(Text passage)
-.-.-

# Other Aquarium Forums > Freshwater Fauna > Cyprinids >  Microrasbora nana

## anaconda

Saw these Microrasbora Nana at CF/EC and previously at Ben's 

Anyone has experience with them?

----------


## ranmasatome

small, green sheen, black little marking on fin and quite nice.. :Smile:  They should be quite darty.. and doesn't school..i dont think.

----------


## anaconda

yup i bought 10 of them, they were real tiny when they first came
now they are the size of a Maculatus

very darty fishes.....in the dark there is a purplish tint to the body

----------


## ranmasatome

Yup.. thats the nice part.. :Smile:

----------


## benny

I might have seen these at C328 previously and frankly speaking, they seem quite dull at first sight. Their beauty will only come through after you take them home and they have settle down.

Not a lot of pictures on the net. Here's two that I manage to find.

-.-.-

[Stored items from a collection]
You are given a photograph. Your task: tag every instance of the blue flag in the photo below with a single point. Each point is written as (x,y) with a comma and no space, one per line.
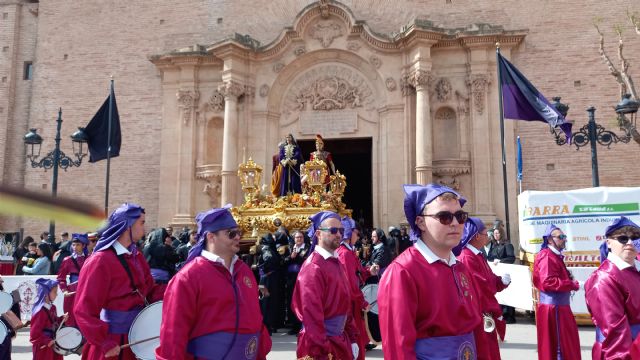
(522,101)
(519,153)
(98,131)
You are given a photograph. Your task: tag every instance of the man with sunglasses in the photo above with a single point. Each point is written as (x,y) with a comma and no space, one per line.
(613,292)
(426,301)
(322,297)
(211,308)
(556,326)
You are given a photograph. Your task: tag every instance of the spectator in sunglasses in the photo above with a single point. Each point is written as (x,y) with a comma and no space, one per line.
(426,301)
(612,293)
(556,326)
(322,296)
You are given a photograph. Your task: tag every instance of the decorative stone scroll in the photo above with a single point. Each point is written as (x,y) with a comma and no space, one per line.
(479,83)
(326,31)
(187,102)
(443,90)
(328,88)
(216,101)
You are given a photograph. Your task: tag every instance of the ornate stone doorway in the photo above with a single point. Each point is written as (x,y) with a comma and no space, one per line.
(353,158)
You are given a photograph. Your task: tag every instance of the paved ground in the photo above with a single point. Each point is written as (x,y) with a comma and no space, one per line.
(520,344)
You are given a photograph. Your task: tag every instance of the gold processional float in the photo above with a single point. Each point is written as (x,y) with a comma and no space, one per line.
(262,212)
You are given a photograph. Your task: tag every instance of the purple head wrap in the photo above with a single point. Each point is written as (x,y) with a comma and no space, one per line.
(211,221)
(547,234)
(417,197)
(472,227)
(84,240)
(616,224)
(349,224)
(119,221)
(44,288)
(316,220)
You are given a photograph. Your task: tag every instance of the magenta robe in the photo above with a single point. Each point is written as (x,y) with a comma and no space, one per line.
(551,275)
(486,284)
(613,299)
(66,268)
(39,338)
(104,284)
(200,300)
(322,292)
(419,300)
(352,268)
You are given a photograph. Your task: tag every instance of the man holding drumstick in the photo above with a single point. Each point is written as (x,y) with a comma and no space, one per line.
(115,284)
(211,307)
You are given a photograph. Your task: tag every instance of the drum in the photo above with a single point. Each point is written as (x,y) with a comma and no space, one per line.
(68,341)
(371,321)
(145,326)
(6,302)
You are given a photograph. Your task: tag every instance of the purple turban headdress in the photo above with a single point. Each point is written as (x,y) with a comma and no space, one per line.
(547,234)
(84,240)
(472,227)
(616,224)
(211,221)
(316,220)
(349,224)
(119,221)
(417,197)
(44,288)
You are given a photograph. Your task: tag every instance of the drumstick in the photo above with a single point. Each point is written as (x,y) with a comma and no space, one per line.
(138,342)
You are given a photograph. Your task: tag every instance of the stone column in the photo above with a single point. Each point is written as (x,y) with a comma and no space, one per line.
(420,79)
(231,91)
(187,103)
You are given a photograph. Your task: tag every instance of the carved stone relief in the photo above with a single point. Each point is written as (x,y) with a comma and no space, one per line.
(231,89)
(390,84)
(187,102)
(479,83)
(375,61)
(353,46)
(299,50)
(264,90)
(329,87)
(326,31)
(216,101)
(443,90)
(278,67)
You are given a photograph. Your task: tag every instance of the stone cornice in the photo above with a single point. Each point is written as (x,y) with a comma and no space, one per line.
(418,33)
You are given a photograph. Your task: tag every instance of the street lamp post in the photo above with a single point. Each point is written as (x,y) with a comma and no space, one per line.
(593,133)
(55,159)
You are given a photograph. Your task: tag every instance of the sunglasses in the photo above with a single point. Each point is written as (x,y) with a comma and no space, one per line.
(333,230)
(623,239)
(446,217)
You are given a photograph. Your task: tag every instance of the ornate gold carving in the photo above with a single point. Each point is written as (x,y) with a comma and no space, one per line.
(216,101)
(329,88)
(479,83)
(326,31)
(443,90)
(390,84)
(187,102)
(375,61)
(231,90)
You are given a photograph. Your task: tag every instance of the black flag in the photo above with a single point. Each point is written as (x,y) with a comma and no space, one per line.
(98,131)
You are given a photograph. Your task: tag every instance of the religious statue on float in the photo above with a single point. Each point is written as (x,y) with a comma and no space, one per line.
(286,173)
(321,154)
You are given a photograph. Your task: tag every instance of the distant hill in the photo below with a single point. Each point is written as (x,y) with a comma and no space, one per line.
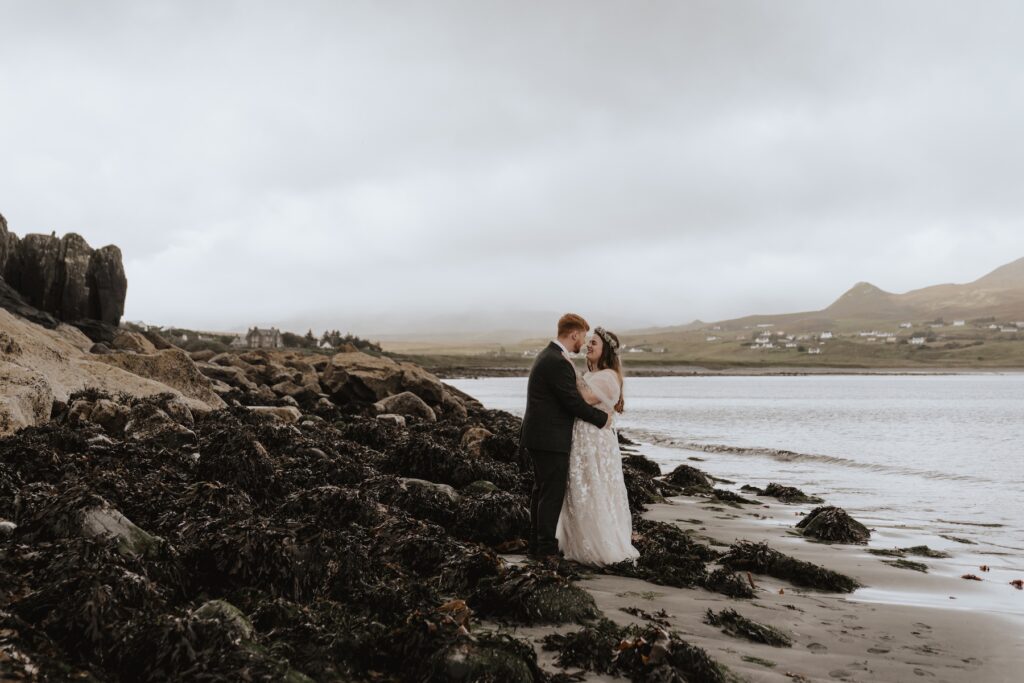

-.-.-

(Exercise task)
In the Microrasbora nana thread above, reproduce word for word the passage starting at "Saw these Microrasbora" and ending at "school..i dont think.".

(Exercise result)
Saw these Microrasbora Nana at CF/EC and previously at Ben's 

Anyone has experience with them?

----------


## ranmasatome

small, green sheen, black little marking on fin and quite nice.. :Smile:  They should be quite darty.. and doesn't school..i dont think.